Start of The data
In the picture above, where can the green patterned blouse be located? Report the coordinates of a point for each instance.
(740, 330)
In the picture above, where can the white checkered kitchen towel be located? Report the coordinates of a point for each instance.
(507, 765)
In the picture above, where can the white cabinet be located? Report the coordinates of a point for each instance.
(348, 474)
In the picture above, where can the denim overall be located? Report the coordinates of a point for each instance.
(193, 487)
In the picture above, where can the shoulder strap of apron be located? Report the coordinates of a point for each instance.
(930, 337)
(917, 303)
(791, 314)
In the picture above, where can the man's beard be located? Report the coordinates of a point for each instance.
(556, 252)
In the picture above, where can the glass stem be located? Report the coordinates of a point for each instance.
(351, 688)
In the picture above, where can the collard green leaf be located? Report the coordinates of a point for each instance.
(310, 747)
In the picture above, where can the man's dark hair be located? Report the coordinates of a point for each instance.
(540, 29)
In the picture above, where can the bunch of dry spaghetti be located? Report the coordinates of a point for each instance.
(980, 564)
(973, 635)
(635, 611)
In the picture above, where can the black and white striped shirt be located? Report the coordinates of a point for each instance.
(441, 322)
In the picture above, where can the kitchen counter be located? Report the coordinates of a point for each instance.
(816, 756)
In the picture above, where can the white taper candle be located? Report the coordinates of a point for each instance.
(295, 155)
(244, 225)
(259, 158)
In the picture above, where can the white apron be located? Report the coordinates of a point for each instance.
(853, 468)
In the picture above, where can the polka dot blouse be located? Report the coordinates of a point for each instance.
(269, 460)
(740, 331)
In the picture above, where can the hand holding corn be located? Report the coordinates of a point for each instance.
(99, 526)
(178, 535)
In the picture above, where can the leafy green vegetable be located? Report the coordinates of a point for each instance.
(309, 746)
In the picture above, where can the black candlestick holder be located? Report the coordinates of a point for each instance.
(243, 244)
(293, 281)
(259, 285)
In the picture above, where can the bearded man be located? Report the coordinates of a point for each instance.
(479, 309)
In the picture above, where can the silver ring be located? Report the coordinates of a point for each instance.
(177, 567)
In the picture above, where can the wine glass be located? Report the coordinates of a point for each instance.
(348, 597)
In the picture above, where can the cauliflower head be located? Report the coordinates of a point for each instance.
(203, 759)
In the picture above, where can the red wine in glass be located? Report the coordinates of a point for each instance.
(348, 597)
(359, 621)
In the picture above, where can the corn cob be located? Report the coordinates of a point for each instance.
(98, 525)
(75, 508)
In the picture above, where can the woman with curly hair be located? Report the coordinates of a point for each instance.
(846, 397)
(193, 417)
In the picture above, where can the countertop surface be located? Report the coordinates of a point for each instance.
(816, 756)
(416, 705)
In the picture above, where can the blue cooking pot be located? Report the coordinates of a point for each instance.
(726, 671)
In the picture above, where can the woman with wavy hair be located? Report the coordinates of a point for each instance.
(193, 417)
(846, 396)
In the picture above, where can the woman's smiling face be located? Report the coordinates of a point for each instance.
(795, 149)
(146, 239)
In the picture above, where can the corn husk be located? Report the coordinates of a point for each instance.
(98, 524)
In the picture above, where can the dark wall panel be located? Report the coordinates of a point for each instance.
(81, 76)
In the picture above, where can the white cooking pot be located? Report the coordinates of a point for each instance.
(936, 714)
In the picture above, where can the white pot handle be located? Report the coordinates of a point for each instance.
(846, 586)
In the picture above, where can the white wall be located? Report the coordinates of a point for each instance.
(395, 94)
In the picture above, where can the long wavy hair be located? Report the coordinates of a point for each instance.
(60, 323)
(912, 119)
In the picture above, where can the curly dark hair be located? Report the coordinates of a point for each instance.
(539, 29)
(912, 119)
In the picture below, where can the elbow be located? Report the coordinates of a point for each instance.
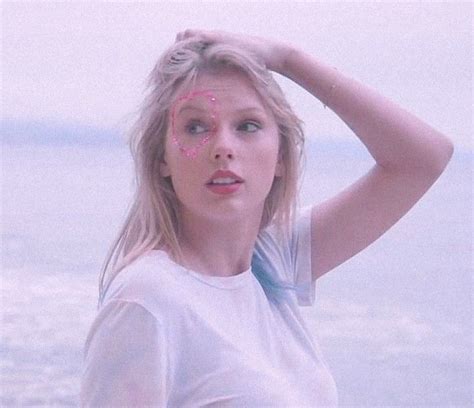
End of The data
» **Exercise brief**
Repeat every entry above exactly as written and omit any pictures it holds.

» **Response**
In the picture above, where can the green patterned blouse be located? Report the coordinates of a point for each instance.
(740, 330)
In the picture above, where can the white checkered kitchen towel be located? Report the coordinates of a point for each instance.
(507, 765)
In the picture above, where can the white cabinet be located? Report the coordinates of a point for each instance.
(348, 474)
In the picture above, where can the denim overall be located? Report the coordinates of a point for each instance.
(193, 487)
In the picture above, where can the shoulder strap of apron be located? Report the coordinates of a point for each instance.
(930, 337)
(917, 303)
(791, 314)
In the picture above, where can the man's beard be located? Report the coordinates of a point for each instance.
(556, 252)
In the picture above, where can the glass stem be located? Report the coordinates of a point for each instance.
(351, 688)
In the picture above, where can the collard green leaf be located? Report the coordinates of a point for each instance.
(310, 747)
In the picture above, where can the man's dark hair be located? Report the coordinates of a point for each instance.
(540, 29)
In the picture above, where can the bunch of dry spaghetti be located? Report the coordinates of a point for each instance.
(980, 564)
(973, 635)
(635, 611)
In the picture above, where can the black and white striped shirt be located? Report the coordinates of a point for each instance.
(441, 322)
In the picture above, where can the kitchen counter be located? Report the coordinates of a point for each instance.
(816, 756)
In the picture above, where can the white taper candle be located? Report the coordinates of a point for each instance.
(295, 155)
(244, 225)
(259, 158)
In the picture above, where can the white apron be located? Report the coordinates of a point for each instance.
(853, 468)
In the picture above, where can the polka dot blouse be located? Report the coordinates of a point for each instance.
(269, 460)
(740, 331)
In the picture above, where can the hand holding corn be located? Report the coordinates of a point for each instance.
(99, 526)
(178, 535)
In the picture above, where can the leafy green vegetable be located? Report the coordinates of a point for each instance.
(309, 746)
In the picture above, where can the black candlestick holder be located? Report the coordinates of a point for each instance.
(243, 244)
(293, 281)
(259, 285)
In the picture above, where can the bearded man be located? Report the coordinates of a point for each instance.
(479, 309)
In the picture above, where can the silver ring be located? Report the coordinates of a point for each instance.
(177, 567)
In the picture above, where can the wine glass be located? Report the coordinates of a point for each instance.
(348, 597)
In the picture above, where can the cauliflower head be located? Report the coordinates of a point for each instance.
(203, 759)
In the picture above, where can the red wine in glass be located? Report the coordinates of a point for each instance.
(348, 597)
(359, 621)
In the picture above, where can the corn cob be located? Report the coordinates of a point for each instance.
(98, 525)
(75, 508)
In the picture above, where can the woman with curly hair be located? Report the coordinates of a point for each instance.
(846, 397)
(193, 417)
In the picture above, where can the countertop surface be located? Report the coordinates of a point for each instance.
(816, 756)
(416, 705)
In the picture above, where can the blue cooking pot be located? Report the coordinates of a point for each instance.
(726, 671)
In the picture above, where can the woman with wavy hair be located? Report the coordinates of a point for each instance.
(193, 417)
(846, 396)
In the picture above, where can the woman's smiling face be located? Report the coordinates of a point for each instance.
(795, 149)
(146, 239)
In the picture above, where can the corn husk be located? Report the coordinates of a point for each instance.
(98, 524)
In the picture above, where can the dark wall panel be located? Report the coordinates of a point for each instance.
(81, 76)
In the picture above, where can the white cooking pot be located? Report the coordinates of a point for each instance.
(936, 714)
In the picture above, where can the white pot handle be located? Report the coordinates of a point for each instance.
(846, 586)
In the picture above, where can the white wall be located? Report the coordinates of a point for each instance.
(395, 94)
In the picture above, where can the long wavy hair be located? Report the coordinates of a point for each instance.
(60, 323)
(912, 119)
In the picture above, where can the curly dark hair be located? Report the coordinates of a point for each instance.
(539, 29)
(912, 119)
In the picture below, where can the elbow be located? Report the coordinates of a point for each instance.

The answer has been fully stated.